** START OF PROVIDED DATA **
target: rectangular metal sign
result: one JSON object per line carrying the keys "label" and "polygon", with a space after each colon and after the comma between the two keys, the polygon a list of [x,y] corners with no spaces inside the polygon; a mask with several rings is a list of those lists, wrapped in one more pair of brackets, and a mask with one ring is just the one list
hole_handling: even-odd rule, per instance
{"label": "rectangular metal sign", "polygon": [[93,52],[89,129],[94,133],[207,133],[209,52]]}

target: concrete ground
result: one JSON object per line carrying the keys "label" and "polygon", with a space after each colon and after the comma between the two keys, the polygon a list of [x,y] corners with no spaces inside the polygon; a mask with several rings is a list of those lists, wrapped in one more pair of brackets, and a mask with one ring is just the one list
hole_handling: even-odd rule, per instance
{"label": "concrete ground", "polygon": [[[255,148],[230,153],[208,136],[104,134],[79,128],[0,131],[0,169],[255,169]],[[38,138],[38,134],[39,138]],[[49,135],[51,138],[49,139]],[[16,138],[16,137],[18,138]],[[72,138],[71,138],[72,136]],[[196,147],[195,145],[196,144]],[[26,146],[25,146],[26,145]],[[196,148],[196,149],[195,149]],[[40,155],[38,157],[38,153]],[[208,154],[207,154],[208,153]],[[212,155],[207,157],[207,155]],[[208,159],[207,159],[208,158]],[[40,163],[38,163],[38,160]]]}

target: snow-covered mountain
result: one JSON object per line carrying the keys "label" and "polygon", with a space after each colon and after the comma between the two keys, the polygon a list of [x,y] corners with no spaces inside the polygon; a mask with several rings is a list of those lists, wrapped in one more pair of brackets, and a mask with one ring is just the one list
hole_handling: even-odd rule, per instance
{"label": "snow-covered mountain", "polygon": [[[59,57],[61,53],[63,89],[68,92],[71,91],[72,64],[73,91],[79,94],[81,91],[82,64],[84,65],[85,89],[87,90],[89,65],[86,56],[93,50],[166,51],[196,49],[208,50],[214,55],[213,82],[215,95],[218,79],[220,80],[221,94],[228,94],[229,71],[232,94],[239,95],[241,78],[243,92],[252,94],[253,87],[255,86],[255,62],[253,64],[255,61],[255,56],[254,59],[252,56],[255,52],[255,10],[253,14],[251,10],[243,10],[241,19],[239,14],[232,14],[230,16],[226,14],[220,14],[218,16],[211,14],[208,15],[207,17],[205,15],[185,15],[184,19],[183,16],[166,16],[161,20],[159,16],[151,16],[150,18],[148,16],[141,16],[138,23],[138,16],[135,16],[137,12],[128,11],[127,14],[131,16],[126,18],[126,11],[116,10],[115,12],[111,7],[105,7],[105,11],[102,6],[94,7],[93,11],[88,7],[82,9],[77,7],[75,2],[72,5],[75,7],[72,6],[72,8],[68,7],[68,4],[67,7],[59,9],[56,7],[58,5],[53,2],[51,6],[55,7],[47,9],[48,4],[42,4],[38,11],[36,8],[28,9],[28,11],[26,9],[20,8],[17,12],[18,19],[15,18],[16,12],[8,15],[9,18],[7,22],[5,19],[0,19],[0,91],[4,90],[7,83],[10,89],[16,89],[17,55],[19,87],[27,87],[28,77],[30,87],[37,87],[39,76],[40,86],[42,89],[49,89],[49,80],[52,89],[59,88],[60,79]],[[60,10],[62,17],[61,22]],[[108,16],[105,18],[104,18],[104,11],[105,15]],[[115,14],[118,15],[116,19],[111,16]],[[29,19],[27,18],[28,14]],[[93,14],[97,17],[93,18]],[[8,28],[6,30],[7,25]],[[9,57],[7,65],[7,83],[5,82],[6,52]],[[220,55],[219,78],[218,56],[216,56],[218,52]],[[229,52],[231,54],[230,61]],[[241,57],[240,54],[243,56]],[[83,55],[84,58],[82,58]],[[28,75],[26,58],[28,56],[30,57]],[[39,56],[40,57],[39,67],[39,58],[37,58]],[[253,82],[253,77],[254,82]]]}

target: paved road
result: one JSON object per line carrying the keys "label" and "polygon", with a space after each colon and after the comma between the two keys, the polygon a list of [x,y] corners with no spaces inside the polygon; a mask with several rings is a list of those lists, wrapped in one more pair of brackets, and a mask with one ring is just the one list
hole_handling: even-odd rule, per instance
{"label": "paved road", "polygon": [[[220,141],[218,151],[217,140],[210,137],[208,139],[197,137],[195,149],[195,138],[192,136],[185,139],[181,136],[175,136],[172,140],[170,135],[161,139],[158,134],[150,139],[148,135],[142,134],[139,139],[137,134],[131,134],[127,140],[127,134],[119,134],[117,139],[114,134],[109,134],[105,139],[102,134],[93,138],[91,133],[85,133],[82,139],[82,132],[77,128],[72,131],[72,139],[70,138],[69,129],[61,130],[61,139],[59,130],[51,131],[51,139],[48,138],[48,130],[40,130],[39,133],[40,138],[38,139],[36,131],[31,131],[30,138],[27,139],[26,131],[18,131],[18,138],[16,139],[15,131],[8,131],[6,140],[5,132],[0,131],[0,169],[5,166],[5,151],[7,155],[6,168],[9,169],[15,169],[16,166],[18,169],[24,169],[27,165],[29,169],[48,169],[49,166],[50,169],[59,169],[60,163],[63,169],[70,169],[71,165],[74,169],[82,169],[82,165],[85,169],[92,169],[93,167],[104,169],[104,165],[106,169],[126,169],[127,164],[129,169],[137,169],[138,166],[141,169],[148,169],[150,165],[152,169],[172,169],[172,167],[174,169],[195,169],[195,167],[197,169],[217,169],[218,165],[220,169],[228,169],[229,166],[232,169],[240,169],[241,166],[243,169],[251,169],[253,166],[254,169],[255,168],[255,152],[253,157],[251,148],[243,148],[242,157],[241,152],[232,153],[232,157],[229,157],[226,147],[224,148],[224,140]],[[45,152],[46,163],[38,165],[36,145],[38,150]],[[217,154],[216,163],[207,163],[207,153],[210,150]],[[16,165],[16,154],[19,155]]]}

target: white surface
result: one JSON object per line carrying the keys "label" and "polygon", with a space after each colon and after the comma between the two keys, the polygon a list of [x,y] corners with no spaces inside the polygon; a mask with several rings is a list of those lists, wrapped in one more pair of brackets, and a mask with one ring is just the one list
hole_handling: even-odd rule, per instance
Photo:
** END OF PROVIDED DATA **
WRITTEN EXERCISE
Convert the lines above, starting at the line containing "target: white surface" and ending at the last line of the items, into a Markdown table with columns Row and Line. Number each row and omit blank lines.

RESPONSE BELOW
| Row | Line |
|---|---|
| 1 | target: white surface |
| 2 | result: one JSON object per line carrying the keys "label" and "polygon", with a space after each colon and after the comma between the two keys, the polygon a list of [x,y] corners with no spaces inside the polygon; a mask with several rings is a list of those lists, wrapped in one more pair of brackets, and a mask with one ring is just the one list |
| 3 | hole_handling: even-odd rule, per instance |
| 4 | Photo: |